◆ **Written instruction**
Reproduce the material between the lines holding "of the evergreen" and "M 199 3 L 200", inclusive, swapping "evergreen tree" for "pine tree" and leaving all else unchanged.
──────── Entries supplied
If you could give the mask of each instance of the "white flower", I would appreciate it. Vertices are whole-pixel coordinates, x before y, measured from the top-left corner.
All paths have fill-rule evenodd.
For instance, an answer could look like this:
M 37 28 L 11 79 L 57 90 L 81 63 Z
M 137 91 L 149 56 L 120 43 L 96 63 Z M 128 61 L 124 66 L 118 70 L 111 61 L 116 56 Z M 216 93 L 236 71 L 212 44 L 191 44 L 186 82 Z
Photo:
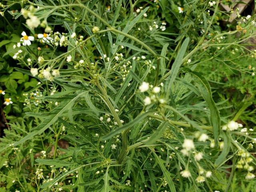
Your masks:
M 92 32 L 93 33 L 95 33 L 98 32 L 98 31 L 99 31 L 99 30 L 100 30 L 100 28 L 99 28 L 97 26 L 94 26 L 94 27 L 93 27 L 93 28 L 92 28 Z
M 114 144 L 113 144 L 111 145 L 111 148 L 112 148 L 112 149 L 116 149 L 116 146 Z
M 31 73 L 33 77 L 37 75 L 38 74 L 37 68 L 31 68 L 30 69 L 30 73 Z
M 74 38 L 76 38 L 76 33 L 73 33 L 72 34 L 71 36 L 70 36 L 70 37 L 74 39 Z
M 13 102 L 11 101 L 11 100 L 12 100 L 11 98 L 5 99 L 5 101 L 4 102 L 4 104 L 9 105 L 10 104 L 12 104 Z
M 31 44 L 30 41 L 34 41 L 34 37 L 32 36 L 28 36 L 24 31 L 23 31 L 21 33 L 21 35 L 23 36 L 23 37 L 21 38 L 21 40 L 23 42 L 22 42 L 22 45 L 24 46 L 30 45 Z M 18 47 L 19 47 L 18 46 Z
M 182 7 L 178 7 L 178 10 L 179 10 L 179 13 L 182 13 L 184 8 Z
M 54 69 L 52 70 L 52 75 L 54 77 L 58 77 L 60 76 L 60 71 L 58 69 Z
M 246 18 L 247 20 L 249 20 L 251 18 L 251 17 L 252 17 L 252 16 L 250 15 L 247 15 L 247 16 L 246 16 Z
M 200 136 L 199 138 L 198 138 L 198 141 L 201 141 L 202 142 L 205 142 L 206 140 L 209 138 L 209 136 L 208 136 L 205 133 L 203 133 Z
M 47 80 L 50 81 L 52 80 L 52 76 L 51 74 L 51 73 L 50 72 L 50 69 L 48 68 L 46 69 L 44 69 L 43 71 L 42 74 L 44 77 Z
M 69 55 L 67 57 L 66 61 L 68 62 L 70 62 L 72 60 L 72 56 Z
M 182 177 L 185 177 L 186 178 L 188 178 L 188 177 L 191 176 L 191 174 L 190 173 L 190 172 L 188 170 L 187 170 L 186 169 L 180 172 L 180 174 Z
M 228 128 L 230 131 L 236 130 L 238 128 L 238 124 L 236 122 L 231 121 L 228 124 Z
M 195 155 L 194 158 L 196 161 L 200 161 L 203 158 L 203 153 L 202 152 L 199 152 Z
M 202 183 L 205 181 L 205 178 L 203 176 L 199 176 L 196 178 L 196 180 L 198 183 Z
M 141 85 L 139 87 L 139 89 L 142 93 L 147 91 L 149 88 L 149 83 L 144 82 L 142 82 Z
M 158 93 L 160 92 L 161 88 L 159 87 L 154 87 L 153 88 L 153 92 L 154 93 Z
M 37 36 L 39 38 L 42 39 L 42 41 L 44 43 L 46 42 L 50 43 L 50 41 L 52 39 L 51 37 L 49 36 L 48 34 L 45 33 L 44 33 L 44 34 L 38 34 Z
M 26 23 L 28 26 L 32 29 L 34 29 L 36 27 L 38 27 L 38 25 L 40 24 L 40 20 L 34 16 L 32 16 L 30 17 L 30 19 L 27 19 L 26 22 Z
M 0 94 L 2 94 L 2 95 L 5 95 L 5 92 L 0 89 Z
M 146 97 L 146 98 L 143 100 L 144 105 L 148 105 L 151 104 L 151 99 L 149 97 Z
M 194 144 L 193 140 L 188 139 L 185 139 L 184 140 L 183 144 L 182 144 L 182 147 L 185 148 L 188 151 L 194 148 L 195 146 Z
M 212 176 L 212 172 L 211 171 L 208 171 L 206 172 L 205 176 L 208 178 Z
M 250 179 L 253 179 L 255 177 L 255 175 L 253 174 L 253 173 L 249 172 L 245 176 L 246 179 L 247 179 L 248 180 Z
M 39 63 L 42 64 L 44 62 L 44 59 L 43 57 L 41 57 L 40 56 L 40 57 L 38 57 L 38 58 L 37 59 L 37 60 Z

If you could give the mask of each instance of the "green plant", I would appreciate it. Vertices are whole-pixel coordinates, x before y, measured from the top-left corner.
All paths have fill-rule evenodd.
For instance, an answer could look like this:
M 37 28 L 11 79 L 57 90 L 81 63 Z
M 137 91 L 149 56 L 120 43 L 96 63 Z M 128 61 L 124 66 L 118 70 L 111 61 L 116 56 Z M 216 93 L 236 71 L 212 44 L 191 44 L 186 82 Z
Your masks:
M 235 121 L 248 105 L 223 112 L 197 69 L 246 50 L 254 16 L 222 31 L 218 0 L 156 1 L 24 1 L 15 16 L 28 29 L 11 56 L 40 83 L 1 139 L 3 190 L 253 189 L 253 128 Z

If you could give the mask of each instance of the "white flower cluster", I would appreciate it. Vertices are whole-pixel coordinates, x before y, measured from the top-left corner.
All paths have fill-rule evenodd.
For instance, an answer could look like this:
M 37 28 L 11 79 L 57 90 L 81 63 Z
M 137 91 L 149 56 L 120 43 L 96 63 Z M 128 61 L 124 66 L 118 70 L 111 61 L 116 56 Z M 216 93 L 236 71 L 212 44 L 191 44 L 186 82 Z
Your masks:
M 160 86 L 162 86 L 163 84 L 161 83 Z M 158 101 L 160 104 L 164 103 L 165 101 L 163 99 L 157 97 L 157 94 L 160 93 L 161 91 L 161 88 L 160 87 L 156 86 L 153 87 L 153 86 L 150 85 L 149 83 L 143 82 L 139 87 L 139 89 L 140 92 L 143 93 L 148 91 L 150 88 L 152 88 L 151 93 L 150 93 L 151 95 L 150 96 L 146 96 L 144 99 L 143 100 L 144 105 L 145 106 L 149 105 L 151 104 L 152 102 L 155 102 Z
────────────────
──────── Entries supplied
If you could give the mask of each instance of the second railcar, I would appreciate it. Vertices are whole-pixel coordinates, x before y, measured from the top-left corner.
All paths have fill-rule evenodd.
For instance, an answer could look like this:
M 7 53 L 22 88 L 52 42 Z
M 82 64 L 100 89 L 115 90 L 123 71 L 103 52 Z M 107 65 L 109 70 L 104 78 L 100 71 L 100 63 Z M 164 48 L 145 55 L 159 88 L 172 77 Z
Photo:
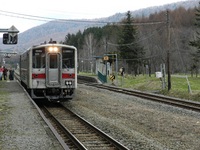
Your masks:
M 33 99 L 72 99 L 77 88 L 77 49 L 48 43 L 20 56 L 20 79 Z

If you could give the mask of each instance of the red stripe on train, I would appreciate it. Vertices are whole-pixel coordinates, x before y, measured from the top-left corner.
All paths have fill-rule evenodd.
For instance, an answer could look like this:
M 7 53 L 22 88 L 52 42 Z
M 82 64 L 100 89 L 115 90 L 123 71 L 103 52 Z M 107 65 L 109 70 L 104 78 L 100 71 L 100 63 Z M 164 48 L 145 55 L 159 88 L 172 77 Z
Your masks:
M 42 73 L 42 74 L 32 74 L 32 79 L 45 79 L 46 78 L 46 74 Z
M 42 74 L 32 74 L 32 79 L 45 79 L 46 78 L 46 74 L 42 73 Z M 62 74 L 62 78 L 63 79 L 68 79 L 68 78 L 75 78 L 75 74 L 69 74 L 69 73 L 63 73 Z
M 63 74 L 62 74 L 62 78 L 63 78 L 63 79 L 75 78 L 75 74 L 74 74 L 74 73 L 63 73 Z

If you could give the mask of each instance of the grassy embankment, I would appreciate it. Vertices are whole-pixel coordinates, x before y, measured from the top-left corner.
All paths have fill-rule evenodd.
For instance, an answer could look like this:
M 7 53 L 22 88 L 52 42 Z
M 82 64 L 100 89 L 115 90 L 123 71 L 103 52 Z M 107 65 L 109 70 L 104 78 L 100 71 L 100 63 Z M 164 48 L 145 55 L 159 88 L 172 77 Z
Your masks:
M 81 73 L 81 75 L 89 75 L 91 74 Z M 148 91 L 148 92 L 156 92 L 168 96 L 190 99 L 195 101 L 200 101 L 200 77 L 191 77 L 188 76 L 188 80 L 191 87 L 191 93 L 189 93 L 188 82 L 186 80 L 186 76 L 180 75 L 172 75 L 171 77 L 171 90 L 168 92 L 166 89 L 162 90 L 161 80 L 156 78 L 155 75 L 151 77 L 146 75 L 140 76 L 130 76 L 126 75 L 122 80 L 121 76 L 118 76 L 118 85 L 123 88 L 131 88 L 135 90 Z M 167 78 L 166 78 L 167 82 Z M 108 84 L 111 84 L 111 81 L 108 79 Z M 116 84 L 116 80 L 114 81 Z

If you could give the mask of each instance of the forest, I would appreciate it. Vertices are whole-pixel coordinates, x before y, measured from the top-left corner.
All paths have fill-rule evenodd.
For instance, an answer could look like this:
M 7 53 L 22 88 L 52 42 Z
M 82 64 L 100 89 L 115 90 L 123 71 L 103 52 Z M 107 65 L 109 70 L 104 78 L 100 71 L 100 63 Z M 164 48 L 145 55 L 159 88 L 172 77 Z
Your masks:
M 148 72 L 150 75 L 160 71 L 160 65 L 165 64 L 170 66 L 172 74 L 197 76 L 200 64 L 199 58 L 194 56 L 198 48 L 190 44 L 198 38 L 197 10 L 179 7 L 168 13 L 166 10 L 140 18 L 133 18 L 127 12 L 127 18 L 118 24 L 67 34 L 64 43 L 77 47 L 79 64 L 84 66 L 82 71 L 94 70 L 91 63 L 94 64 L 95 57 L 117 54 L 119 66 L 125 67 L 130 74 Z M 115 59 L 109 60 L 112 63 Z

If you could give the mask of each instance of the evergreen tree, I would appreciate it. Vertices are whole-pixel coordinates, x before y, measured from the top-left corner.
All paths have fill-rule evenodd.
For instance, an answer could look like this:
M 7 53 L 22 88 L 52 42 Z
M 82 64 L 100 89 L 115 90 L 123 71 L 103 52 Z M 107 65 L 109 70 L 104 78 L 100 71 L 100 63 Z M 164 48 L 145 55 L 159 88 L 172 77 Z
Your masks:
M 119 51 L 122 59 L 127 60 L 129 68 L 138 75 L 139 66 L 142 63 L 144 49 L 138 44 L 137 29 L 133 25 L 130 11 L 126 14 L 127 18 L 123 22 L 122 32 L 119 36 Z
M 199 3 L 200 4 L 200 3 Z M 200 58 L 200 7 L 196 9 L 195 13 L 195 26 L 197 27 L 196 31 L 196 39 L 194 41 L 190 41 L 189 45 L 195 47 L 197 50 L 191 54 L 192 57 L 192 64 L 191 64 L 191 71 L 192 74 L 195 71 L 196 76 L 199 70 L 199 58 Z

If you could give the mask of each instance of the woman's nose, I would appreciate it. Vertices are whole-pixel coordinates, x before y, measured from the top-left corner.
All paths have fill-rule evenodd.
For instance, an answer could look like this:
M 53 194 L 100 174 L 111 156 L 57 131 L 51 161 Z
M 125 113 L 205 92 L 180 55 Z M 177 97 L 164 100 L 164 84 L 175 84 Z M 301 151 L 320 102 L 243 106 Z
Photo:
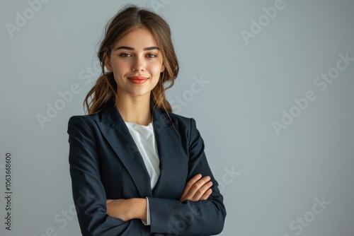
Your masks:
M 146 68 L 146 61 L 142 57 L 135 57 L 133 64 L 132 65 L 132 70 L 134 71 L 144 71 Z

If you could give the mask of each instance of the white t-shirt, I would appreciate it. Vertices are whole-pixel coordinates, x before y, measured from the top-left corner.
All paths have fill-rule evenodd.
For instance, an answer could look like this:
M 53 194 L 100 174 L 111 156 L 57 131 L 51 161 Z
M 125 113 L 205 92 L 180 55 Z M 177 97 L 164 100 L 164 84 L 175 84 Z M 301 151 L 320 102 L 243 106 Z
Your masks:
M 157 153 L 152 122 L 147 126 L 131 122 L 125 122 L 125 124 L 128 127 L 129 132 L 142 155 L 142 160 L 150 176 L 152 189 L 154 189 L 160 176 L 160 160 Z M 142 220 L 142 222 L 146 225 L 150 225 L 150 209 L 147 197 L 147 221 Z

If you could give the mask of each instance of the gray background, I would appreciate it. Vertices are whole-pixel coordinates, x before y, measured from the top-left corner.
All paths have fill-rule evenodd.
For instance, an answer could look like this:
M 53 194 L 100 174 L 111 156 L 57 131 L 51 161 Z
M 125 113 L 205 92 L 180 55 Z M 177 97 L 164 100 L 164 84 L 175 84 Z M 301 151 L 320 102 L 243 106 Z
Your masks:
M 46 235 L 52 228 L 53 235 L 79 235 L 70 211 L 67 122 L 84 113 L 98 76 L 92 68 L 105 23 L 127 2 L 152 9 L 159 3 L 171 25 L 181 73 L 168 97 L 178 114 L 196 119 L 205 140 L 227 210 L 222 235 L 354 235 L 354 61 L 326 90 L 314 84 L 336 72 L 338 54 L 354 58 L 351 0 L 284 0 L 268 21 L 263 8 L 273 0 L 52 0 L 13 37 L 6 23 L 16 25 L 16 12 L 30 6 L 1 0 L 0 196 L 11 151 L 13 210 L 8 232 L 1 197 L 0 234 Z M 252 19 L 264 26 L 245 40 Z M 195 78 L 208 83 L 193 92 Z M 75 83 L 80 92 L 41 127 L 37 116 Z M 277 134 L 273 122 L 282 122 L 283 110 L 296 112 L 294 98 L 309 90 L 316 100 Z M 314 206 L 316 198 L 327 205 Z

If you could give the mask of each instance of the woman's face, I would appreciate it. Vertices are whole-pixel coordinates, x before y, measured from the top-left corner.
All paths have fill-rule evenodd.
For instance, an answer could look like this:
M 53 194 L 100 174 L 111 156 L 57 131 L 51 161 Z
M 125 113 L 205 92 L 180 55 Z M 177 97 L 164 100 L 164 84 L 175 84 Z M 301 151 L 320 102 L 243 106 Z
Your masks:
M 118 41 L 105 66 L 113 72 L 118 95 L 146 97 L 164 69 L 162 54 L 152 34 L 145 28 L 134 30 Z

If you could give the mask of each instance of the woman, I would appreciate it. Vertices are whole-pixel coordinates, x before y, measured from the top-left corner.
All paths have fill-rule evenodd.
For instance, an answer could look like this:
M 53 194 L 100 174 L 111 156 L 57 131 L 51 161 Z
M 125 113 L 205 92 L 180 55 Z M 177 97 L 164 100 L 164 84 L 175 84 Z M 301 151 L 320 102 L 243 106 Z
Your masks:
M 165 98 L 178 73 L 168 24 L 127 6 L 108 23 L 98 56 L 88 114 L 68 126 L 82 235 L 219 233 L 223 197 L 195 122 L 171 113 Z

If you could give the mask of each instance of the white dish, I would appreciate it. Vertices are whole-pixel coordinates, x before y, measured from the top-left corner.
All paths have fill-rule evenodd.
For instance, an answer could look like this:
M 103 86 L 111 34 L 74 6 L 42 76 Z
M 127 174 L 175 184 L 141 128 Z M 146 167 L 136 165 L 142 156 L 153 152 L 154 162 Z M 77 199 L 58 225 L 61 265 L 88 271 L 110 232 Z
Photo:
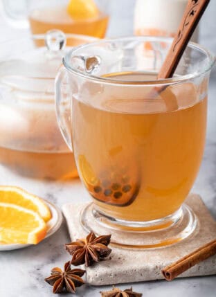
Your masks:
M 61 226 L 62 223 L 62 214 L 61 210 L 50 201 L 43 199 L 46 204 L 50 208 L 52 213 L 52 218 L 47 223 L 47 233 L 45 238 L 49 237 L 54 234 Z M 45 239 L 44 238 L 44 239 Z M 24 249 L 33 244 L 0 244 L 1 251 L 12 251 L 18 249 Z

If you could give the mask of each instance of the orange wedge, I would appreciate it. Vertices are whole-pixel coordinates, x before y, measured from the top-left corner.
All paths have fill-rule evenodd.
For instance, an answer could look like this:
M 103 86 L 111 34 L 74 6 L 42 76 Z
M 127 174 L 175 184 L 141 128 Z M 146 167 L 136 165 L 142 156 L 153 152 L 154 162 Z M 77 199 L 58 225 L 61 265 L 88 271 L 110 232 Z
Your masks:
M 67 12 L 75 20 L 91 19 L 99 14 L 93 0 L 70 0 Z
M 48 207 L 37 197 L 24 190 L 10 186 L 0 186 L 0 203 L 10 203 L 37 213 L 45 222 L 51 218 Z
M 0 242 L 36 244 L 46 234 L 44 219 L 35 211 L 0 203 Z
────────────────
◆ **Right answer**
If you could give the mask of each instance of the pine tree, I would appreciate it. Vertices are whole-pixel coordinates, x before y, measured from the top-left corner.
All paths have fill-rule evenodd.
For instance, an answer could look like this:
M 7 53 L 22 88 L 52 42 Z
M 82 64 L 100 89 L 115 90 L 123 71 L 103 52 Z M 107 65 L 109 70 L 104 78 L 100 71 L 100 63 Z M 164 48 L 145 55 L 159 88 L 172 77 Z
Your masks:
M 119 51 L 122 59 L 127 60 L 129 68 L 138 75 L 139 66 L 142 63 L 144 49 L 138 44 L 137 29 L 133 25 L 130 11 L 126 14 L 127 18 L 123 22 L 122 32 L 119 36 Z
M 199 3 L 200 4 L 200 3 Z M 200 58 L 200 7 L 196 9 L 195 13 L 195 26 L 197 27 L 196 31 L 196 39 L 194 41 L 190 41 L 189 45 L 195 47 L 197 50 L 191 54 L 192 57 L 192 64 L 191 64 L 191 71 L 192 74 L 195 71 L 196 76 L 199 70 L 199 58 Z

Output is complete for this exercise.